begin LISTED RECORDS

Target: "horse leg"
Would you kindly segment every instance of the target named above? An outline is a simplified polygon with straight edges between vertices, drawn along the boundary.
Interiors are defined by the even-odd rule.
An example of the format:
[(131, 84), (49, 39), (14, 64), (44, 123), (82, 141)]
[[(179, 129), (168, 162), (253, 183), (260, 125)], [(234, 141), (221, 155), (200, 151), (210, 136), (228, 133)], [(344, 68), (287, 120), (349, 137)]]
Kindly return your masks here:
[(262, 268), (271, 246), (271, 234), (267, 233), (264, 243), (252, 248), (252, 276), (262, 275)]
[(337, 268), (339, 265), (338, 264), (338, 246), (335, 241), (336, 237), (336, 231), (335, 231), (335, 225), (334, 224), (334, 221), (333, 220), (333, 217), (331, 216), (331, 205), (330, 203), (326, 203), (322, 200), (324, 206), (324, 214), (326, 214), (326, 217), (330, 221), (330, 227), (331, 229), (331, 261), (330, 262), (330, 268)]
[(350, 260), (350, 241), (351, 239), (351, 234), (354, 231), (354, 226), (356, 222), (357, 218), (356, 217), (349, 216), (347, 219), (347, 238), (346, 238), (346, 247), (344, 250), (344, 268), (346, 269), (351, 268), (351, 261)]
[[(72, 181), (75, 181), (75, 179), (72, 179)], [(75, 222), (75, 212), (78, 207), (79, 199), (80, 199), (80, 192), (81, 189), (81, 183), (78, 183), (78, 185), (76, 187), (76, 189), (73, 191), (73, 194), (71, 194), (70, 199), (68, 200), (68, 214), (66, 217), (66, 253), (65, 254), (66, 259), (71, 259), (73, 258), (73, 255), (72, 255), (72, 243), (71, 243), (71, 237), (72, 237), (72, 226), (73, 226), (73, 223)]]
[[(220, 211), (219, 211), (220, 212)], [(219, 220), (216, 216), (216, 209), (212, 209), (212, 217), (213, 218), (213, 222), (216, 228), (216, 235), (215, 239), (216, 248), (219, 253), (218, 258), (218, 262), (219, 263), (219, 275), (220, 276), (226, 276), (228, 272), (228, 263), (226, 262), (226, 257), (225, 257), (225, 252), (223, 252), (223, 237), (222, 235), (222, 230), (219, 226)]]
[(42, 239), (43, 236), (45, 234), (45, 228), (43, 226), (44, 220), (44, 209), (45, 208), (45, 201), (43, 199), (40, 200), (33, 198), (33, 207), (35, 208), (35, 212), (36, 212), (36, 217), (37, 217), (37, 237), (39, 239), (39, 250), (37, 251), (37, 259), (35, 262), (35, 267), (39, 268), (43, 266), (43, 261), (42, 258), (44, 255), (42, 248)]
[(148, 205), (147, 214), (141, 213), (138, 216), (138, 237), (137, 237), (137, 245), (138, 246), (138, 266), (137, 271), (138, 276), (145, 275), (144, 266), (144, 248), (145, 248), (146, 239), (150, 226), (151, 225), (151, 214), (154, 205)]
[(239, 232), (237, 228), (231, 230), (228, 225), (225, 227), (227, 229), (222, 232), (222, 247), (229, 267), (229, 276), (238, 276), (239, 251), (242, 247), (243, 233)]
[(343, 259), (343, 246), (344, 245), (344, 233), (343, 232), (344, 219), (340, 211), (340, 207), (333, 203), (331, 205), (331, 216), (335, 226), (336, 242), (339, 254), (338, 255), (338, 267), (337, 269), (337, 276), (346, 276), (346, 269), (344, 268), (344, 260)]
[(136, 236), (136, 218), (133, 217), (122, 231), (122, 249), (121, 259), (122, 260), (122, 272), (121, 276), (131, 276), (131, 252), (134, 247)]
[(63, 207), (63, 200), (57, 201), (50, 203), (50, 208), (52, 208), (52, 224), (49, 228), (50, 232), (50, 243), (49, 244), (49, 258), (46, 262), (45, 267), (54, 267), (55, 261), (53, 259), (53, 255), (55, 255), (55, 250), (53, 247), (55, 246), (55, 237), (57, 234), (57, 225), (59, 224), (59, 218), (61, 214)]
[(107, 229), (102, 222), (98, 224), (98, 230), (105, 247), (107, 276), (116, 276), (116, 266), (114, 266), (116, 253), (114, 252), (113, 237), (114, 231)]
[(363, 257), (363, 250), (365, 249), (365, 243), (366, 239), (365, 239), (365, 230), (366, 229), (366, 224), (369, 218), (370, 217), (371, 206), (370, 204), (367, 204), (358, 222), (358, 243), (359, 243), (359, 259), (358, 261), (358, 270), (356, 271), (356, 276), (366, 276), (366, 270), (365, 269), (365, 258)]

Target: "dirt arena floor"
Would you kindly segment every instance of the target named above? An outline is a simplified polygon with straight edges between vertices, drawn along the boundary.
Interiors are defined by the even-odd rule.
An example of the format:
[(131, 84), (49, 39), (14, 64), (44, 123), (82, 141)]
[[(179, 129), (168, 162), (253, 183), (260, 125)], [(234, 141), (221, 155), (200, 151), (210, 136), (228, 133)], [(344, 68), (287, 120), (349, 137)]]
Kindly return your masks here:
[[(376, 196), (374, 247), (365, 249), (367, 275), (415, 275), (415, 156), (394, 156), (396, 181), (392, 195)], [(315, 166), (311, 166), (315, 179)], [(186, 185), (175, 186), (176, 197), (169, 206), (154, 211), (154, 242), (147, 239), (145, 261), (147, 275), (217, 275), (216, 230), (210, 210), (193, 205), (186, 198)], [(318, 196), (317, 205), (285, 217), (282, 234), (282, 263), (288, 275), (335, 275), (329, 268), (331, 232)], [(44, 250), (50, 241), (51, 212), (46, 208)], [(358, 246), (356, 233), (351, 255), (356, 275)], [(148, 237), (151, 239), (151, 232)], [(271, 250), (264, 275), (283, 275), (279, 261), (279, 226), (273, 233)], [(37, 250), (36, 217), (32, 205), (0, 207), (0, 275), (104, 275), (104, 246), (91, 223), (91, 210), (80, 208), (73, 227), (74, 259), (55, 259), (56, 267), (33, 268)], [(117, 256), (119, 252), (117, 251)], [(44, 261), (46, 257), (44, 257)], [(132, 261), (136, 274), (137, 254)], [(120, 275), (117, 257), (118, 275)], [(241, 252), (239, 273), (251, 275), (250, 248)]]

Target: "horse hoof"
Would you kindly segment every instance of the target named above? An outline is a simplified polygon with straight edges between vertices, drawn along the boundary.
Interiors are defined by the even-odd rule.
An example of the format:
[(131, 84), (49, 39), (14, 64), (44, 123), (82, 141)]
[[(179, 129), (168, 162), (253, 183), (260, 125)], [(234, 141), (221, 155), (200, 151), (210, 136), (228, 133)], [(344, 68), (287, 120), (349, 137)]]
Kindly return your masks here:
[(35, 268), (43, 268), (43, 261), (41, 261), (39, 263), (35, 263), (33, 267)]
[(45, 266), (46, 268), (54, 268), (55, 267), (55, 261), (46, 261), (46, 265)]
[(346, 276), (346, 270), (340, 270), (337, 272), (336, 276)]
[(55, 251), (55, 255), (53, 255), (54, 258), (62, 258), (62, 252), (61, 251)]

end LISTED RECORDS

DO THIS
Reproduce all of the items above verbatim, from the first line through the last.

SOLUTION TO THIS TASK
Target: "horse leg"
Would you kindly segment every instance of the target named above? An outline is a simplified polygon with straight edges between vertices, drawn along the boundary.
Interiors are defined by the even-odd rule.
An example of the format:
[(131, 84), (49, 39), (14, 64), (44, 123), (82, 141)]
[[(179, 129), (168, 162), (253, 183), (260, 125)], [(234, 141), (221, 155), (200, 151), (210, 136), (228, 133)], [(344, 68), (287, 120), (349, 137)]]
Kindly return your masks here:
[(262, 268), (271, 246), (271, 234), (267, 233), (264, 243), (252, 248), (252, 276), (262, 275)]
[(337, 268), (339, 265), (338, 264), (338, 246), (335, 241), (336, 237), (336, 231), (335, 231), (335, 225), (334, 224), (334, 221), (333, 220), (333, 217), (331, 216), (331, 205), (330, 203), (326, 203), (322, 200), (324, 206), (324, 214), (326, 214), (326, 217), (330, 221), (330, 227), (331, 229), (331, 261), (330, 262), (330, 268)]
[(350, 260), (350, 241), (351, 239), (351, 234), (354, 231), (354, 226), (356, 222), (357, 218), (356, 217), (349, 216), (347, 219), (347, 238), (346, 238), (346, 247), (344, 250), (344, 268), (346, 269), (351, 268), (351, 261)]
[[(72, 181), (75, 181), (75, 179), (72, 179)], [(75, 222), (75, 212), (78, 207), (79, 199), (80, 199), (80, 192), (81, 189), (81, 183), (78, 183), (78, 185), (76, 187), (76, 189), (73, 191), (73, 194), (71, 194), (70, 199), (68, 200), (68, 214), (66, 217), (66, 253), (65, 254), (66, 259), (71, 259), (73, 258), (73, 255), (72, 255), (72, 243), (71, 243), (71, 237), (72, 237), (72, 226), (73, 226), (73, 223)]]
[[(220, 211), (219, 211), (220, 212)], [(219, 220), (216, 216), (216, 209), (212, 209), (212, 217), (213, 218), (213, 222), (216, 228), (216, 235), (215, 239), (216, 248), (219, 253), (218, 258), (218, 262), (219, 263), (219, 275), (220, 276), (226, 276), (228, 272), (228, 263), (226, 262), (226, 257), (225, 257), (225, 252), (223, 252), (223, 237), (222, 235), (222, 230), (219, 226)]]
[(42, 239), (43, 236), (45, 234), (45, 228), (43, 226), (44, 220), (44, 209), (45, 208), (45, 201), (43, 199), (40, 200), (33, 198), (33, 207), (35, 208), (35, 212), (36, 212), (36, 217), (37, 217), (37, 237), (39, 239), (39, 250), (37, 251), (37, 259), (35, 262), (35, 267), (39, 268), (43, 266), (43, 261), (42, 258), (44, 255), (42, 248)]
[(148, 205), (147, 214), (141, 213), (138, 216), (138, 237), (137, 237), (137, 245), (138, 246), (138, 266), (137, 271), (138, 276), (145, 275), (144, 266), (144, 248), (145, 248), (146, 239), (150, 226), (151, 225), (151, 214), (154, 205)]
[(239, 232), (237, 228), (231, 230), (228, 225), (225, 227), (227, 229), (222, 232), (222, 247), (229, 267), (229, 276), (238, 276), (239, 251), (242, 247), (243, 233)]
[(343, 259), (343, 246), (344, 245), (344, 233), (343, 232), (344, 219), (340, 211), (340, 207), (333, 203), (331, 205), (331, 216), (335, 226), (336, 242), (339, 254), (338, 255), (338, 267), (337, 269), (337, 276), (346, 276), (346, 269), (344, 268), (344, 260)]
[(136, 236), (136, 218), (133, 217), (122, 231), (122, 249), (121, 259), (122, 260), (122, 272), (121, 276), (131, 276), (131, 252), (134, 247)]
[(63, 207), (63, 200), (57, 201), (50, 203), (50, 208), (52, 208), (52, 224), (49, 228), (50, 232), (50, 243), (49, 244), (49, 258), (46, 262), (45, 267), (54, 267), (55, 261), (53, 259), (53, 255), (55, 255), (55, 250), (53, 247), (55, 246), (55, 237), (57, 234), (57, 225), (59, 224), (59, 218), (61, 214)]
[(107, 229), (102, 222), (98, 224), (98, 230), (105, 247), (107, 276), (116, 276), (116, 266), (114, 266), (116, 253), (114, 252), (113, 237), (114, 231)]
[(363, 257), (363, 250), (365, 249), (365, 243), (366, 239), (365, 239), (365, 230), (366, 229), (366, 224), (369, 218), (370, 217), (371, 206), (370, 204), (367, 204), (358, 222), (358, 243), (359, 243), (359, 259), (358, 261), (358, 270), (356, 271), (356, 276), (366, 276), (366, 270), (365, 269), (365, 258)]

Target: "dirt arena floor"
Would you kindly segment every instance of the target named above? An outline is a simplified polygon with straight edges between vertices, drawn along the boundary.
Interiors are defined by the even-odd rule.
An example of the format:
[(131, 84), (49, 39), (14, 64), (44, 123), (82, 141)]
[[(179, 129), (168, 162), (253, 183), (260, 125)], [(234, 141), (221, 155), (200, 151), (210, 136), (228, 133)], [(344, 68), (287, 120), (349, 137)]]
Kindly return your masks here:
[[(376, 196), (374, 247), (365, 249), (367, 275), (415, 275), (415, 156), (394, 156), (396, 181), (392, 195)], [(315, 166), (311, 166), (315, 179)], [(186, 185), (175, 186), (176, 197), (169, 206), (154, 211), (154, 242), (147, 239), (145, 261), (147, 275), (217, 275), (216, 230), (210, 210), (193, 205), (186, 198)], [(318, 196), (317, 205), (285, 217), (282, 234), (282, 263), (288, 275), (335, 275), (329, 268), (331, 232)], [(44, 250), (50, 241), (51, 212), (46, 208)], [(358, 246), (356, 233), (351, 255), (356, 275)], [(148, 237), (151, 239), (151, 232)], [(271, 250), (264, 275), (283, 275), (279, 261), (279, 226), (273, 233)], [(37, 250), (36, 217), (32, 205), (0, 207), (0, 275), (104, 275), (104, 246), (91, 223), (91, 210), (80, 208), (73, 227), (74, 259), (55, 259), (56, 267), (33, 268)], [(117, 256), (119, 252), (117, 251)], [(44, 261), (46, 257), (44, 257)], [(132, 261), (136, 274), (137, 254)], [(120, 275), (117, 257), (118, 275)], [(241, 252), (239, 273), (251, 275), (250, 248)]]

Target: "horse hoof"
Would you kindly segment every instance of the target named above? An outline is a simplified polygon with straight edges between vertices, drawn along the boundary.
Interiors are defined by the even-odd rule.
An example of the format:
[(131, 84), (49, 39), (14, 64), (44, 123), (82, 141)]
[[(179, 129), (168, 162), (253, 183), (260, 125)], [(234, 141), (221, 155), (200, 151), (210, 136), (228, 133)], [(344, 68), (287, 120), (349, 137)]]
Kindly return your masks here:
[(35, 268), (43, 268), (43, 261), (41, 261), (39, 263), (35, 263), (33, 267)]
[(45, 266), (46, 268), (54, 268), (55, 267), (55, 261), (46, 261), (46, 265)]
[(346, 276), (346, 270), (340, 270), (337, 272), (336, 276)]
[(55, 251), (55, 255), (53, 255), (54, 258), (62, 258), (62, 252), (61, 251)]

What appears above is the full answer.